→ **What is being asked**
Your task is to transcribe all of the records exactly and leave out the pictures.

--- START OF Data shown ---

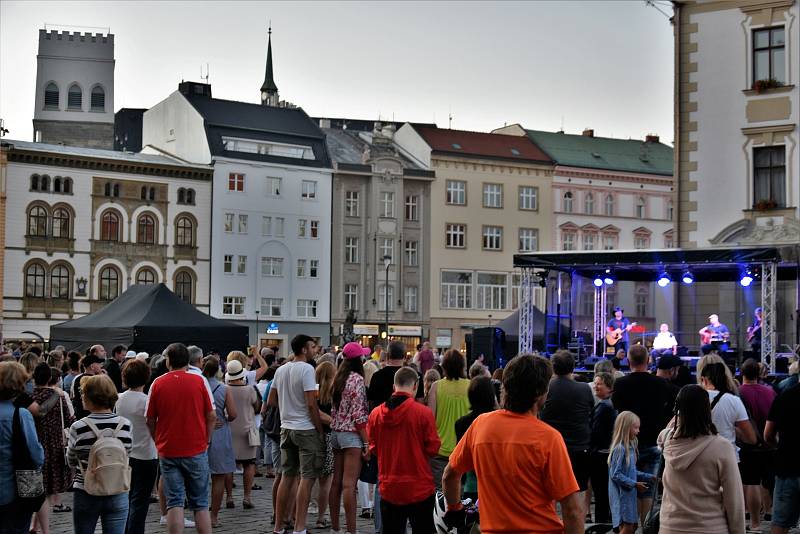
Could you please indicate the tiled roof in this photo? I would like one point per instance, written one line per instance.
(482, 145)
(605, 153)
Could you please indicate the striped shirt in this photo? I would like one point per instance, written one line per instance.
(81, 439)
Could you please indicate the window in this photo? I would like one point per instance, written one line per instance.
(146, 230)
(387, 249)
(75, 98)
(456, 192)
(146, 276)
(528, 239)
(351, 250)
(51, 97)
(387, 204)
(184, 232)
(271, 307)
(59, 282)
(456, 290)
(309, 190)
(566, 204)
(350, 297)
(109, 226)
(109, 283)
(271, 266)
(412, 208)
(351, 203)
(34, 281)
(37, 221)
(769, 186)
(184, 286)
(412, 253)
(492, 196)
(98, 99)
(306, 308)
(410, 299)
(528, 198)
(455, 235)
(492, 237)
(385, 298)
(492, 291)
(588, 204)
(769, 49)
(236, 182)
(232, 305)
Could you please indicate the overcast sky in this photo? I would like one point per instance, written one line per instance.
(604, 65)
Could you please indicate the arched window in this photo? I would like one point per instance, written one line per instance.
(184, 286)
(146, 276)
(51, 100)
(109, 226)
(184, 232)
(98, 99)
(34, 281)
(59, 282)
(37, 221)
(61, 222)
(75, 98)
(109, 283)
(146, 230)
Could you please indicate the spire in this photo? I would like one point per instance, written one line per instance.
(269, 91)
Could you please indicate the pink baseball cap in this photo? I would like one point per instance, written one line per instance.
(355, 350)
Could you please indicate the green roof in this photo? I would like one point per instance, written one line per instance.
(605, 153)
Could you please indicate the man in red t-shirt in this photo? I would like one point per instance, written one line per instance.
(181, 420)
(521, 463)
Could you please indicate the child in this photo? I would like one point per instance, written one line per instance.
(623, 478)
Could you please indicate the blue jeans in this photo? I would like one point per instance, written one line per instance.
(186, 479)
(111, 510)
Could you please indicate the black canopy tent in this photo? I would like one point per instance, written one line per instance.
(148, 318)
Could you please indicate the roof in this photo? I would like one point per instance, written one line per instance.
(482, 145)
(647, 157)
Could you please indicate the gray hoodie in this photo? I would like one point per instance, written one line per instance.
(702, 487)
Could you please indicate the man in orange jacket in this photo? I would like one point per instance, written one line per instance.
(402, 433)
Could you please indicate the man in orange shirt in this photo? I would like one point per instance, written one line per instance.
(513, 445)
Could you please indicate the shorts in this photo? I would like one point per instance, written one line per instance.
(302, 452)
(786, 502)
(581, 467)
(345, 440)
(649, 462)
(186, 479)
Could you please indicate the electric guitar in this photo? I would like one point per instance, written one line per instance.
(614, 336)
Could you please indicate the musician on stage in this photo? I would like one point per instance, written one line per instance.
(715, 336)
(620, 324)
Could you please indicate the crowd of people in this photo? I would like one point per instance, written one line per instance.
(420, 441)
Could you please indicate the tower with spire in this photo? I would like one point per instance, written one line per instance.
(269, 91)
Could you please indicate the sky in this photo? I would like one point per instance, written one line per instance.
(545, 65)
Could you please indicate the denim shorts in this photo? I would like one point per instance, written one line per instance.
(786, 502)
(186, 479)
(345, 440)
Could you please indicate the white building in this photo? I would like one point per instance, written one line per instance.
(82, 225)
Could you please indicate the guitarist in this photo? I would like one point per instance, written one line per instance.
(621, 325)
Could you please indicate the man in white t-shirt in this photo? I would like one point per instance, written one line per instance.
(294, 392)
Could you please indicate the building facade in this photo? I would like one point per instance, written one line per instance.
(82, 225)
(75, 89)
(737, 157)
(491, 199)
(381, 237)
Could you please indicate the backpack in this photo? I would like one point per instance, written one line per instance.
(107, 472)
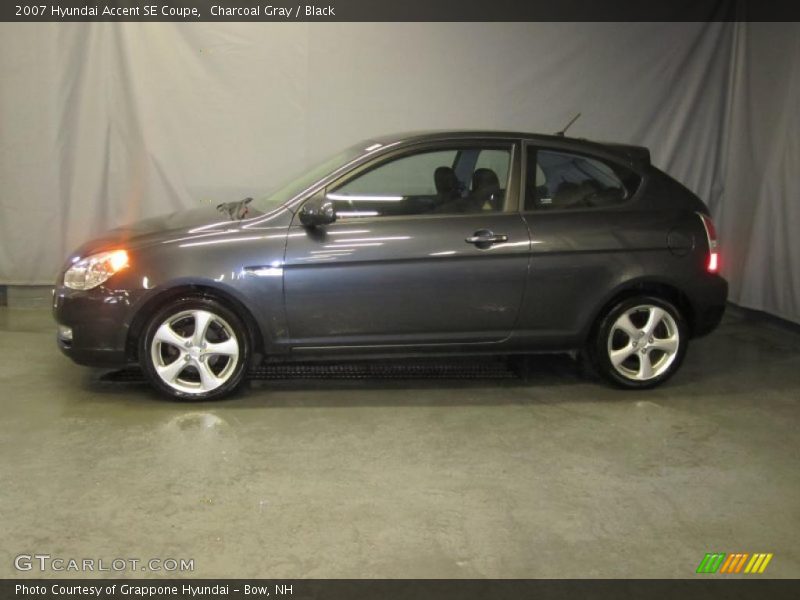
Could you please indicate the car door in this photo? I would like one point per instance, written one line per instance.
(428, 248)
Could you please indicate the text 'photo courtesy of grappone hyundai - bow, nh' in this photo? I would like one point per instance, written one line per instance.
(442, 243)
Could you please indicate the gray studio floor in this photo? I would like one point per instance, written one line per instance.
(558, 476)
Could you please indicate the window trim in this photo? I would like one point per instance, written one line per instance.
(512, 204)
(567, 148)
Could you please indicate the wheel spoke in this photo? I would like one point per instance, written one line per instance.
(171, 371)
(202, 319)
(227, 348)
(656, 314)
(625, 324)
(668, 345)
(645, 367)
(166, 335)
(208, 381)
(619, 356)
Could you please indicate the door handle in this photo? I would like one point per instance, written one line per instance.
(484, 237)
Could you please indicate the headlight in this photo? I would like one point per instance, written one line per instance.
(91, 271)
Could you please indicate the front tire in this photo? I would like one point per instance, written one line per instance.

--- END OF Data shown ---

→ **Solution for this problem**
Could you please indicate the tiled roof in this photo? I would like one point per instance, written one line per instance.
(482, 145)
(605, 153)
Could you please indicate the striped shirt in this photo? I would like one point per instance, written one line per instance.
(81, 439)
Could you please indicate the window in this photo? I would like one point per instance, written one line per instance.
(146, 230)
(387, 249)
(75, 98)
(456, 192)
(146, 276)
(528, 239)
(351, 250)
(51, 97)
(387, 204)
(184, 232)
(271, 307)
(59, 282)
(456, 290)
(309, 190)
(566, 204)
(350, 297)
(109, 226)
(109, 283)
(271, 266)
(412, 208)
(351, 203)
(34, 281)
(37, 221)
(769, 186)
(184, 286)
(412, 253)
(492, 196)
(98, 99)
(306, 308)
(410, 299)
(528, 198)
(455, 235)
(492, 237)
(385, 298)
(492, 291)
(588, 204)
(769, 49)
(236, 182)
(232, 305)
Could you please indicate the overcast sky in this photo? I would like one point per instance, written one line per instance.
(604, 65)
Could you please indicate the arched window in this photo? I would like one point per instance, written one line per instance.
(184, 286)
(146, 276)
(51, 100)
(109, 226)
(184, 232)
(98, 99)
(34, 281)
(59, 282)
(37, 221)
(61, 222)
(75, 98)
(109, 283)
(146, 230)
Could you please indicate the spire in this photo? I would like one point per instance, written one line per instance.
(269, 91)
Could you please indicate the pink baseball cap in this photo? I would like one point per instance, written one line per instance.
(355, 350)
Could you please indicate the green roof in this photo? I would like one point per instance, written one line per instance.
(605, 153)
Could you please indicate the man in red t-shirt in this photo? I would like one point per instance, written one line per instance.
(181, 420)
(521, 463)
Could you please indicate the child in this photo? I would like one point per instance, written one line per instance.
(623, 478)
Could you please indicate the blue jeans in this photo? I would like one point per instance, written one line per instance.
(186, 479)
(111, 510)
Could you please indicate the black canopy tent in this photo? I would like one point per instance, written one line per instance.
(148, 318)
Could you please indicate the roof in this photo? I would like one point per instance, written one line per instance.
(482, 145)
(647, 157)
Could you please indicate the gray hoodie in this photo? I would like one point per instance, written one line per instance.
(702, 487)
Could you please indicate the man in orange jacket in this photo? I would like one point per instance, written one line per instance.
(402, 433)
Could you please indicate the man in orange shirt in this photo? I would like one point per instance, written one line per instance.
(513, 445)
Could you please indicate the shorts in this photo? I would like one point per instance, written one line per instance.
(302, 452)
(786, 502)
(581, 467)
(345, 440)
(649, 462)
(186, 479)
Could you please indicate the electric guitar in this photo? I would like one point per instance, written one line per instance.
(614, 336)
Could you please indicate the musician on stage in this photo? I would like one point per instance, written one line per instance.
(715, 336)
(620, 324)
Could you please indicate the crowd of people in this photo? I would like one point per instance, written one line per instance.
(420, 441)
Could you please indicate the tower with spire in this photo? I would like one point per instance, written one line per instance.
(269, 91)
Could you please indicate the sky in this photo? I would like one point per instance, written one line per instance.
(545, 65)
Could you please indicate the denim shorts in this photo? I would like one point per instance, written one line per instance.
(786, 502)
(186, 479)
(345, 440)
Could you please indicate the white building in this photo? I would like one point per instance, written one line per instance.
(82, 225)
Could you please indicate the guitarist in this photo? I would like one point per instance, written one line per instance.
(621, 325)
Could you please indicate the man in white t-shirt in this photo? I would like one point per instance, written one line per instance.
(294, 392)
Could you please indicate the building facade in this photo? I would like one point per instance, written one line per instance.
(82, 225)
(75, 89)
(737, 157)
(491, 199)
(381, 237)
Could you please indicate the backpack in this photo? I would like one point per instance, written one line per instance.
(107, 472)
Could you please indicate the car door in this photo? I would like one point per instance, written one line per instance.
(428, 248)
Could you please indicate the text 'photo courtesy of grappone hyundai - bow, nh' in this photo? I would like one point per instance, written one line per instance.
(442, 243)
Could you please indicate the gray studio floor in this photo? I would like one point per instance, written one line per instance.
(558, 476)
Could you please indicate the window trim in this photo? I would like one point per instance, written one line per instance.
(512, 204)
(567, 148)
Could you please indicate the wheel spoke in this photo? I would like one point per instance, written one line per instance.
(171, 371)
(202, 319)
(227, 348)
(656, 314)
(625, 324)
(668, 345)
(645, 367)
(166, 335)
(208, 381)
(619, 356)
Could you please indicate the door handle in this photo? I would like one point per instance, written one line per instance.
(484, 237)
Could you please indicate the headlight in this photo? I would like one point per instance, written one line per instance.
(91, 271)
Could you please indicate the front tire in this photo? I would like one point per instance, written one line per instance.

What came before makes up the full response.